## [Exercise aim]
What is needed is an exact copy of the lines in the listing below, from the one with "Target: white face mask" up to and including the one with "Target: officer's hand", with no other lines.

## [Data shown]
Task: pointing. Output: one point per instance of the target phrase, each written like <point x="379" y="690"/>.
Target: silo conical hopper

* * *

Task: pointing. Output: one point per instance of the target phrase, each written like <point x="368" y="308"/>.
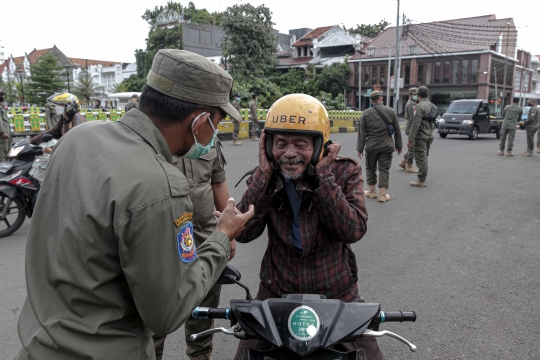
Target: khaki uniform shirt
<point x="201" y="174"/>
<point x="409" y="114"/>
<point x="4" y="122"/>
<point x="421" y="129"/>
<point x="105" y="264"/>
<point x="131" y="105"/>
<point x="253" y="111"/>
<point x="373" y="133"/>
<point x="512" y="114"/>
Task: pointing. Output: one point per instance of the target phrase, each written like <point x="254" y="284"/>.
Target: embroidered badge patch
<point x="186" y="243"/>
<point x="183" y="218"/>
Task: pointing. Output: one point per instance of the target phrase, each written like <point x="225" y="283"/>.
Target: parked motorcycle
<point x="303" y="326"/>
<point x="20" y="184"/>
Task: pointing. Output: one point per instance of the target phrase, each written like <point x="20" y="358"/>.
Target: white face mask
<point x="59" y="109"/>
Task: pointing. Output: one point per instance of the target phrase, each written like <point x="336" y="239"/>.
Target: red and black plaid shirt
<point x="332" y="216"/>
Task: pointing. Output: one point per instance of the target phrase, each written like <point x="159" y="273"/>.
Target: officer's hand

---

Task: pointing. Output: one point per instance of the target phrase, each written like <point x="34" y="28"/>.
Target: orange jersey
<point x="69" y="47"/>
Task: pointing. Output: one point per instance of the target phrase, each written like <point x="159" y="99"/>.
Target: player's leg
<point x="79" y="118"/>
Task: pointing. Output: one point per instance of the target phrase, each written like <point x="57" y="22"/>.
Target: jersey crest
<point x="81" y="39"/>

## [Task solution]
Target: white face mask
<point x="59" y="109"/>
Task: pointing. Output: one point per instance of the target phrase, each written like <point x="336" y="239"/>.
Target: red and black plaid shirt
<point x="332" y="216"/>
Task: pointing. Output: one point per instance of the target phrase, each written like <point x="159" y="273"/>.
Target: officer's hand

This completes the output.